EXERCISE DETAILS: Copy out all of the material, matching it word for word.

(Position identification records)
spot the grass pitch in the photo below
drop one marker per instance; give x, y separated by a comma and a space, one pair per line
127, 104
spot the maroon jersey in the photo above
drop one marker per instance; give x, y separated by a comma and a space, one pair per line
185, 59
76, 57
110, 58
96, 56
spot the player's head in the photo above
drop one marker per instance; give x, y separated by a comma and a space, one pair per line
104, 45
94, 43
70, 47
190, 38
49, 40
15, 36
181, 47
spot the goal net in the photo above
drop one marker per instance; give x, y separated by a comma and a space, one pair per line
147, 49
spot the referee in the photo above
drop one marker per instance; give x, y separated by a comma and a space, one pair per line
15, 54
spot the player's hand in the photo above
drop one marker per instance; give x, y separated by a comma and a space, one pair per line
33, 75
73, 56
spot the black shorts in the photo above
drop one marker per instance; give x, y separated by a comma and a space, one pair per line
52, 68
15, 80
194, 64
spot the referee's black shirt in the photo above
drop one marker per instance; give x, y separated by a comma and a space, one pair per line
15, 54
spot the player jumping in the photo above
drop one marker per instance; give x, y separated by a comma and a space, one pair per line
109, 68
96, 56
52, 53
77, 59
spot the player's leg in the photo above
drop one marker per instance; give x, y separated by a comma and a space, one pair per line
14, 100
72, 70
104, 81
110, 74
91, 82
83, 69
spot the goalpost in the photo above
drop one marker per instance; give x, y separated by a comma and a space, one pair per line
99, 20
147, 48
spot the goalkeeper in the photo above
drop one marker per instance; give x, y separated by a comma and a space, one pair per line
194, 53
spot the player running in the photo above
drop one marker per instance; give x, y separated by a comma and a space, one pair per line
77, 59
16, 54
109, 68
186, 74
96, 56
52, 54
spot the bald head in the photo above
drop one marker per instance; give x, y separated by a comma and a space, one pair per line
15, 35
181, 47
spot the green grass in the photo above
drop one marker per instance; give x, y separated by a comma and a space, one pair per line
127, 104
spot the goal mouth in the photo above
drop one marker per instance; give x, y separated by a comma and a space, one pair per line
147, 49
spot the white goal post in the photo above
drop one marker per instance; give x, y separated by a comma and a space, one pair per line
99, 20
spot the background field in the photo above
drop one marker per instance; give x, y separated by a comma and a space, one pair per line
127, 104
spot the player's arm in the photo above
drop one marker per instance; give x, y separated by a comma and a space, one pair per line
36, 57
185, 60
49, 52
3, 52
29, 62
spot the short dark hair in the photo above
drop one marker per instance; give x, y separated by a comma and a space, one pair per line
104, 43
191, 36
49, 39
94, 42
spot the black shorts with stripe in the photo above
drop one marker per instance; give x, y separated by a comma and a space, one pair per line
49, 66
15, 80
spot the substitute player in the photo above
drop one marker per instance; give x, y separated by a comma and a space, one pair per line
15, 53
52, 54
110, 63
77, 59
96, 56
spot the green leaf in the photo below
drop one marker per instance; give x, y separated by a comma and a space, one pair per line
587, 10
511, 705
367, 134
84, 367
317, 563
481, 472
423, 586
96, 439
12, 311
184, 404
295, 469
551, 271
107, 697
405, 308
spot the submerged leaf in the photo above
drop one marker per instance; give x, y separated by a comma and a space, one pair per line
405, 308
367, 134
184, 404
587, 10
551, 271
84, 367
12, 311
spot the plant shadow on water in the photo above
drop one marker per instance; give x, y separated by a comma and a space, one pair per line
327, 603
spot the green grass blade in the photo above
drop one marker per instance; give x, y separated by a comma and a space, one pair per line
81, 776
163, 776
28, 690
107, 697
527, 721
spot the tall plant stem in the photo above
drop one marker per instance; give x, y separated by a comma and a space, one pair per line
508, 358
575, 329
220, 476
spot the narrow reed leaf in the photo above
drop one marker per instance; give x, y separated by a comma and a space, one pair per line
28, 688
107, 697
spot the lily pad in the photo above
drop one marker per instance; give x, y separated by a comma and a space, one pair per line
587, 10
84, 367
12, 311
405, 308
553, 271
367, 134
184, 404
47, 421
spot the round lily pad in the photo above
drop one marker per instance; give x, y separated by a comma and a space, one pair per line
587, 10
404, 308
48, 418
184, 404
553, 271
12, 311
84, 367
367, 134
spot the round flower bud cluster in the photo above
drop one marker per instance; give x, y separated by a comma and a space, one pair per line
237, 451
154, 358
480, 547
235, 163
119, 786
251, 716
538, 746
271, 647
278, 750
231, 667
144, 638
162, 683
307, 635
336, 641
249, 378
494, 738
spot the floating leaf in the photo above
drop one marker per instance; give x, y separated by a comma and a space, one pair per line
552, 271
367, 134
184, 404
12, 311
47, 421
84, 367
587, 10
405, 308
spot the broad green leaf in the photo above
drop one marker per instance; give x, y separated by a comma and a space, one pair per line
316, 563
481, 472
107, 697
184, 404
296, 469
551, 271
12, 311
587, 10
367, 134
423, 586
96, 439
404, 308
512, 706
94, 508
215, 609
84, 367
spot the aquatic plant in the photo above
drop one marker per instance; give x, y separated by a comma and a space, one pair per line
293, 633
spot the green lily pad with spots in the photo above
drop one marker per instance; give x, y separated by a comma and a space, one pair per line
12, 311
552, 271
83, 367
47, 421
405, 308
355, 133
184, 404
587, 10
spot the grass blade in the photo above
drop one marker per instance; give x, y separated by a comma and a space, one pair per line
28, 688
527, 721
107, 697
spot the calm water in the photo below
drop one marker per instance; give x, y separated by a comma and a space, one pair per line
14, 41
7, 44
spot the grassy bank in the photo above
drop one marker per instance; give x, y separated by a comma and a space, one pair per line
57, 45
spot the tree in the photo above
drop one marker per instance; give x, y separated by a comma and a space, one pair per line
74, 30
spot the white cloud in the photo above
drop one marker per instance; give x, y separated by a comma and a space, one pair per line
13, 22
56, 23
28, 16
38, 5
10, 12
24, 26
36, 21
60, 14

COMPLETE OUTPUT:
spot the grass pitch in the photo below
drop one marker per instance; give x, y separated by a comma and a space, one pair per line
127, 104
spot the maroon jersey in the photo above
drop one marker per instance; give x, y separated by a comma and a space, one pair per line
185, 59
76, 57
110, 58
96, 56
spot the player's head in the photo above
drop one marker per instance; give x, y separated by a comma and a space, one pair per line
104, 45
94, 43
70, 47
190, 38
49, 40
15, 36
181, 47
spot the goal net in the photo above
drop one marker per instance; give x, y separated by a comma and a space, one pair per line
147, 49
spot the referee in the photo above
drop one marker per instance; give x, y separated by a comma and a space, one pair per line
15, 54
spot the player's hand in the photo above
drop one marker per instance; give x, y separated by a comma and a space, one pair per line
33, 75
73, 56
spot the black shorts in the photo above
drop one marker per instance; give x, y separated by a comma and a space, one pair per line
52, 68
15, 80
194, 64
spot the referee's black shirt in the photo above
drop one marker per instance; give x, y separated by a comma and a space, one pair per line
15, 54
spot the player jumping in the photo above
drop one marker per instance; give x, y separated by a comma and a space, one pair per line
109, 68
96, 56
52, 53
77, 59
spot the player's leg in the photo above
drop one marker per instance; give x, y separated by a comma and a space, one pair per line
14, 100
72, 70
104, 81
110, 74
91, 82
83, 69
spot the goalpost in the photo above
drop one marker per instance; give x, y separated by a comma and a space, one pair per line
99, 20
147, 48
spot the goalkeeper in the photo above
drop one marker per instance; give x, y separated by a comma and a space, one pair per line
194, 53
spot the player running in the photo above
drop one marker per instance; give x, y separated by a comma and a space, one pair per line
77, 59
16, 54
109, 68
186, 74
96, 56
52, 54
spot the bald head in the photo above
drop one marker per instance; give x, y separated by a comma and a space, one pair per line
15, 35
181, 47
spot the green grass in the photo above
drop one marker per instance; give x, y separated by a comma and a space, one pair per line
127, 104
spot the goal mouth in the photo above
drop one marker per instance; give x, y separated by a comma and a space, one pair per line
147, 49
spot the white goal post in the photo above
drop one marker per instance; give x, y separated by a comma and a space, one pair per line
99, 20
spot the background field in the photo above
drop one marker per instance; give x, y separated by a comma and a space, one pair per line
127, 104
spot the player's arm in the photo above
drop one marker per instance; give x, y separated by a comma and a space, one pair per line
36, 57
185, 60
49, 52
3, 52
29, 62
spot the short dark hair in the photo above
drop one marker per instance; give x, y separated by a comma and a space, one pair per line
104, 43
191, 36
49, 39
94, 42
spot the black shorts with stripe in the photo above
drop one marker per instance; give x, y separated by a comma and a space, one pair per line
49, 66
15, 80
spot the substitute player in the photo above
drop one marker per instance; give x, y separated by a comma and a space, one pair per line
15, 53
52, 54
110, 63
77, 59
96, 56
spot the green leaf in the photo below
drop one marker per instance; give x, y separated by a comma and a space, one pair per line
587, 10
511, 705
367, 134
84, 367
317, 563
481, 472
423, 586
96, 439
12, 311
184, 404
295, 469
551, 271
107, 697
405, 308
spot the submerged leaf in the photo above
drop one marker per instance; give x, y separated by a comma and a space, one pair per line
405, 308
367, 134
184, 404
587, 10
551, 271
84, 367
12, 311
spot the plant shadow on water in the photo above
drop one marker per instance; give x, y separated by a comma and a space, one pair per line
327, 603
spot the green grass blade in the photo above
drop one marker per instance; give x, y separated by a comma and a space, one pair per line
81, 776
163, 776
28, 690
107, 697
527, 721
spot the tall plant stem in the photo above
drop one marker per instance; give x, y separated by a comma and a space, one pair per line
508, 358
575, 329
220, 476
spot the narrow reed leaf in the photo above
drop one marker per instance; give x, y separated by a comma and a space, one pair per line
28, 688
107, 697
spot the lily pad in the photo above
drop one marker per instance; give x, y separated by a comma and a space, one pair per line
587, 10
84, 367
12, 311
405, 308
553, 271
367, 134
184, 404
47, 421
spot the round lily pad in the photo above
drop one marker per instance; give x, y separated by a comma and a space, one pair per line
587, 10
404, 308
48, 418
184, 404
553, 271
12, 311
84, 367
367, 134
spot the round flower bud cluster in the photo above
drop one marker per instance; give x, y separated by a comma and a space, one pair per line
237, 451
154, 358
480, 547
235, 163
119, 786
251, 716
538, 746
271, 647
278, 750
231, 667
144, 638
162, 683
307, 635
336, 641
249, 378
494, 738
spot the floating leaf in the photo above
drop one marker per instance; give x, y separated by a comma and a space, one pair per line
552, 271
367, 134
184, 404
12, 311
47, 421
84, 367
587, 10
405, 308
spot the broad green leaf in the photo above
drop one marker per instance; give x, y separated by a comma and a space, one pair per line
316, 563
481, 472
107, 697
184, 404
296, 469
551, 271
12, 311
587, 10
367, 134
423, 586
96, 439
404, 308
512, 706
94, 508
215, 609
84, 367
spot the aquatic plant in the photo above
drop one marker per instance; give x, y separated by a comma and a space, one pair per line
293, 633
spot the green lily pad with spots in the photo above
drop one marker per instance; give x, y separated by a comma and a space, one pair per line
12, 311
552, 271
83, 367
47, 421
405, 308
355, 133
184, 404
587, 10
spot the grass blade in the photo above
drop one marker per instance; give x, y separated by a comma and a space, one pair per line
28, 688
527, 721
107, 697
spot the calm water in the photo below
drop one marker per instance; give x, y separated by a comma and a space, one pair per line
14, 41
7, 44
spot the grassy bank in the photo above
drop one marker per instance; give x, y separated by a comma and a space, one pair per line
57, 45
spot the tree in the photo above
drop one marker per instance; give x, y separated by a comma and a space, one pair per line
74, 30
spot the white cloud in the photo above
drop one marker per instance; give x, y separated by a comma and a space, one pair per line
13, 22
56, 23
28, 16
38, 5
10, 12
24, 26
36, 21
60, 14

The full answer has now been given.